### Teks Bacaan ###

Senin, 28 Januari 2013

Revolusi Ekologis Jakarta Atasi Banjir

Banjir 2013 di Jakarta kian cuatkan bahwa pengelolaan Jakarta tak bisa diatasi seperti sebagaimana biasanya. Saat krisis, manusia dituntut memberikan solusi mendasar. Budaya metropolitan ciptakan keterputusan semu manusia dan alam. Seakan semua hubungan manusia kota dan alam bisa dimediasi dengan sarana yang diberikan pasar. Masyarakat kota seakan kebal relatif terhadap perubahan musim, karena persediaan produk alam seperti pangan tersedia di pasar besar atau mall. Bagi kota, kala musim kemarau atau hujan parah menimpa sebuah daerah pemasok, persediaan relatif bisa digantikan dengan pasokan daerah lain. Bahkan mengimpor. Variabilitas musim dianggap hanya gangguan kecil.

Pius Ginting
Aktivis Lingkungan

Sementara bagi masyarakat pedesaan, seperti petani kecil dan nelayan, alam ibarat plasenta bagi kehidupan mereka. Siklus alam sangat mempengaruhi. Bila kemarau terjadi, bukan tak mungkin kelaparan menimpa petani. Bila air terlalu banyak, kegagalan penen jarang tergantikan produk impor. Dan, nelayan kita, umumnya menggunakan kapal kecil, sangat dipengaruhi besar ombak dalam membuat keputusan melaut atau tidak.

###

- Perlu Dikerjakan
- 1) Dalam teks tentang banjir Jakarta, alam diibaratkan sebagai apa bagi masyarakat pedesaan?
- 2) Ulangi tanpa perubahan bagian teks tentang banjir Jakarta, mulai dari "Revolusi Ekologis Jakarta" hingga "hanya gangguan kecil.".
Materi berikut tidak berperan apa pun di sini.

### Catatan Terdaftar ###

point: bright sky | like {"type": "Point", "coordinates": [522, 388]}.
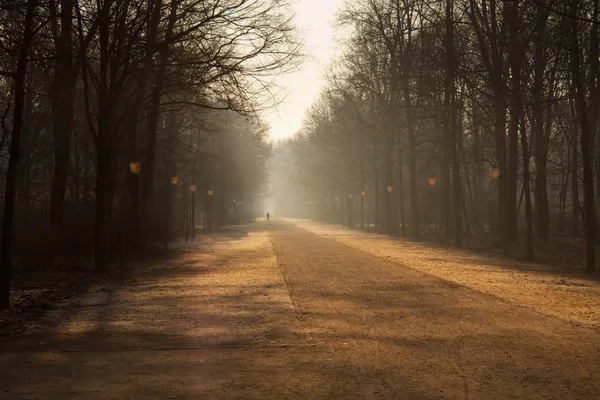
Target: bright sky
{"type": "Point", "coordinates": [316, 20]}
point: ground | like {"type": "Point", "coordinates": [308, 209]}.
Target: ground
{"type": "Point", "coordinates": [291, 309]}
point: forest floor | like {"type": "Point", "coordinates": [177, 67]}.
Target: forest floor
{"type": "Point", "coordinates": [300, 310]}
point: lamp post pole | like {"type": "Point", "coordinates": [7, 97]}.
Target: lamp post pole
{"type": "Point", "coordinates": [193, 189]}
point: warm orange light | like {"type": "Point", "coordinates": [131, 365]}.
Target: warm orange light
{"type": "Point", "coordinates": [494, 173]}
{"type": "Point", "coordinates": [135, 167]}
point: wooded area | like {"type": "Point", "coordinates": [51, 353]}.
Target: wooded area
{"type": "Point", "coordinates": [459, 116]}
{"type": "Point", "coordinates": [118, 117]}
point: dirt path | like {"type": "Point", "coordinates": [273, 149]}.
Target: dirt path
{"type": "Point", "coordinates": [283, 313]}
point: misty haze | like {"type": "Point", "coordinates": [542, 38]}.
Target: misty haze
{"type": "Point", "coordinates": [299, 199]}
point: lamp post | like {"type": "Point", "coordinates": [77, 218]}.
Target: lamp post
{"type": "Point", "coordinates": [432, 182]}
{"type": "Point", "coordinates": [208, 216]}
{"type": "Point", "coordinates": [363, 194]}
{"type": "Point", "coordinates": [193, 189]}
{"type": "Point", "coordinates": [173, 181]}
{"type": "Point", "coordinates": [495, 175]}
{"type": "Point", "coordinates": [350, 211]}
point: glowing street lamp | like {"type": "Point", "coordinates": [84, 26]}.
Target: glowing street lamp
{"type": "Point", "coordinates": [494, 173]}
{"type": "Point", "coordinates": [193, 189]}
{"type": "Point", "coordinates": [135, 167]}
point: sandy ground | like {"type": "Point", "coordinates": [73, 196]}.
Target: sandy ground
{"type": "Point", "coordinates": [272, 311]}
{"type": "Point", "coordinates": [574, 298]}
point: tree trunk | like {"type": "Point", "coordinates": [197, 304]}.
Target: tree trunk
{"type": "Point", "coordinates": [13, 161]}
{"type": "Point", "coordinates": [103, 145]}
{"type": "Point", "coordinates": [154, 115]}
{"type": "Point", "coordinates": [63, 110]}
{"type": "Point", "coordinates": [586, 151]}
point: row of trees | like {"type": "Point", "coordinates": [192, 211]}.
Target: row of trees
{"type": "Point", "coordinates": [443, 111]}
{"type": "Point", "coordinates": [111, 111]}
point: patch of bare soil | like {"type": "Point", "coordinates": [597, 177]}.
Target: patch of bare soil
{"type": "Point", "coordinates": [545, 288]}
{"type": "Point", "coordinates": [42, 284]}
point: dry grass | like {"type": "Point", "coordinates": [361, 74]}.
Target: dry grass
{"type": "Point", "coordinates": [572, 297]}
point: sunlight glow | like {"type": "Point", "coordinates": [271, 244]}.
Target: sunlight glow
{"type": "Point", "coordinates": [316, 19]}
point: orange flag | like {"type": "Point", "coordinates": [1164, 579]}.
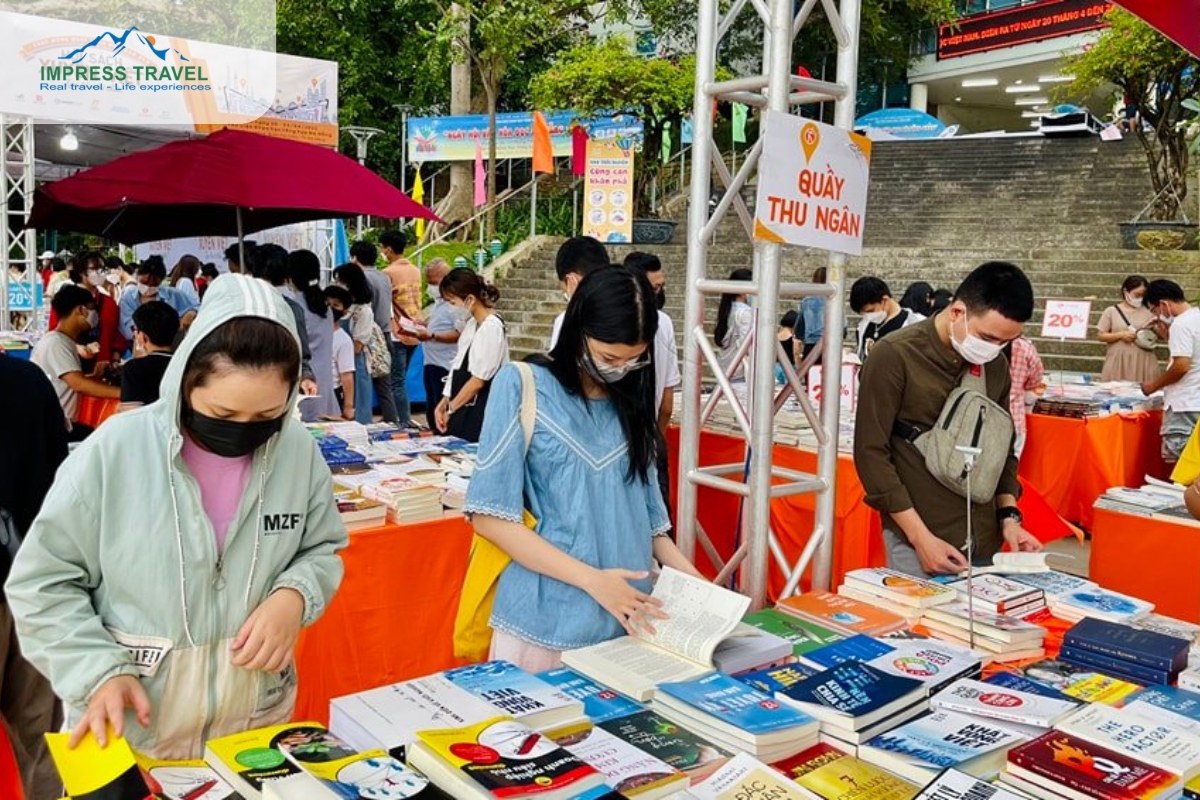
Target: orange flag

###
### Catatan Terdaftar ###

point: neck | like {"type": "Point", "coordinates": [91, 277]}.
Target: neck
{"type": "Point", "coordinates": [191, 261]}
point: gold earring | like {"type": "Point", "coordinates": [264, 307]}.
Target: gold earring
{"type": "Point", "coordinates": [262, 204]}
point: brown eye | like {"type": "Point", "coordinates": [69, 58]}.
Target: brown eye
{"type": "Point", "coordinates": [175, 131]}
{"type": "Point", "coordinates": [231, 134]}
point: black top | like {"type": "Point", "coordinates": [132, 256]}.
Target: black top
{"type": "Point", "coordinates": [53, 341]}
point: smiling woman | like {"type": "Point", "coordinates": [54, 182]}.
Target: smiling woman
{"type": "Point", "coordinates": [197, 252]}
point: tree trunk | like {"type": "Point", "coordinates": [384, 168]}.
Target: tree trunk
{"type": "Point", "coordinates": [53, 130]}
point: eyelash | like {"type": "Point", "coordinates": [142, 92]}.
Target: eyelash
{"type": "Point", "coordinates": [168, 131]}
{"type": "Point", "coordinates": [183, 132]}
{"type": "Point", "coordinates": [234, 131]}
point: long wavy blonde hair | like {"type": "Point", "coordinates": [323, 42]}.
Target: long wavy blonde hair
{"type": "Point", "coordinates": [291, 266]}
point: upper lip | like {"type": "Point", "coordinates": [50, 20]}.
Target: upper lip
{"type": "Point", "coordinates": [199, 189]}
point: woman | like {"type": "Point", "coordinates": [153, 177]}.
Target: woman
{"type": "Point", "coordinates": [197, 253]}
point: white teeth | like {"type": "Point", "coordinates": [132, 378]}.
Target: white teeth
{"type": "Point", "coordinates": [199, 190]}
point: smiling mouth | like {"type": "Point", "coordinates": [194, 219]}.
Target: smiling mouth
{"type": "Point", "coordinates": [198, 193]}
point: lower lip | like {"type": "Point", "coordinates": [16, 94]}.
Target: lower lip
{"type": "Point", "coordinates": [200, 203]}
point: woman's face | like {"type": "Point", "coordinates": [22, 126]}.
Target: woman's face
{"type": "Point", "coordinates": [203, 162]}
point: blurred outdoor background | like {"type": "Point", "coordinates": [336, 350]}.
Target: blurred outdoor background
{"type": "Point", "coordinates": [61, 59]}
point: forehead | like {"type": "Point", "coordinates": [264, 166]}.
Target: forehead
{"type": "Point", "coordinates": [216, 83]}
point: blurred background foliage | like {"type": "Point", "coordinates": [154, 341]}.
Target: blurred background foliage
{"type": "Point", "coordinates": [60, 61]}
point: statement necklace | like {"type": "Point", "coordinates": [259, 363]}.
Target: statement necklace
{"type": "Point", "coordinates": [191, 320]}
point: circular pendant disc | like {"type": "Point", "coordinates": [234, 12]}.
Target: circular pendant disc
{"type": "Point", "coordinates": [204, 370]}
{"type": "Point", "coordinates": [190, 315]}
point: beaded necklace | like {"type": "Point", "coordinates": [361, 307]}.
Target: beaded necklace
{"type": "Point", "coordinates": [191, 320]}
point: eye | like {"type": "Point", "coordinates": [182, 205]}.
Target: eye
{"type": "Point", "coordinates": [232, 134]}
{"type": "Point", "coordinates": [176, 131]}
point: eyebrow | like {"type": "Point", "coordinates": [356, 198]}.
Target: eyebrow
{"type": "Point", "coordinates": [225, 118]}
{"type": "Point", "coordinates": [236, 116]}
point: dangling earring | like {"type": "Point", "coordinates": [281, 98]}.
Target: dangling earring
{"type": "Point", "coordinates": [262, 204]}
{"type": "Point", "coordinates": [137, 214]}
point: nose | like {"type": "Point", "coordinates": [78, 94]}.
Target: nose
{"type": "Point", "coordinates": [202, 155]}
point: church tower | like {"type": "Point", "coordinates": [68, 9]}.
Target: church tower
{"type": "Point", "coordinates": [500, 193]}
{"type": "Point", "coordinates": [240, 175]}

###

- Keluaran yang Diharapkan
- 1) Sebagai plasenta bagi kehidupan mereka.

- 2)
Revolusi Ekologis Jakarta Atasi Banjir

Banjir 2013 di Jakarta kian cuatkan bahwa pengelolaan Jakarta tak bisa diatasi seperti sebagaimana biasanya. Saat krisis, manusia dituntut memberikan solusi mendasar. Budaya metropolitan ciptakan keterputusan semu manusia dan alam. Seakan semua hubungan manusia kota dan alam bisa dimediasi dengan sarana yang diberikan pasar. Masyarakat kota seakan kebal relatif terhadap perubahan musim, karena persediaan produk alam seperti pangan tersedia di pasar besar atau mall. Bagi kota, kala musim kemarau atau hujan parah menimpa sebuah daerah pemasok, persediaan relatif bisa digantikan dengan pasokan daerah lain. Bahkan mengimpor. Variabilitas musim dianggap hanya gangguan kecil.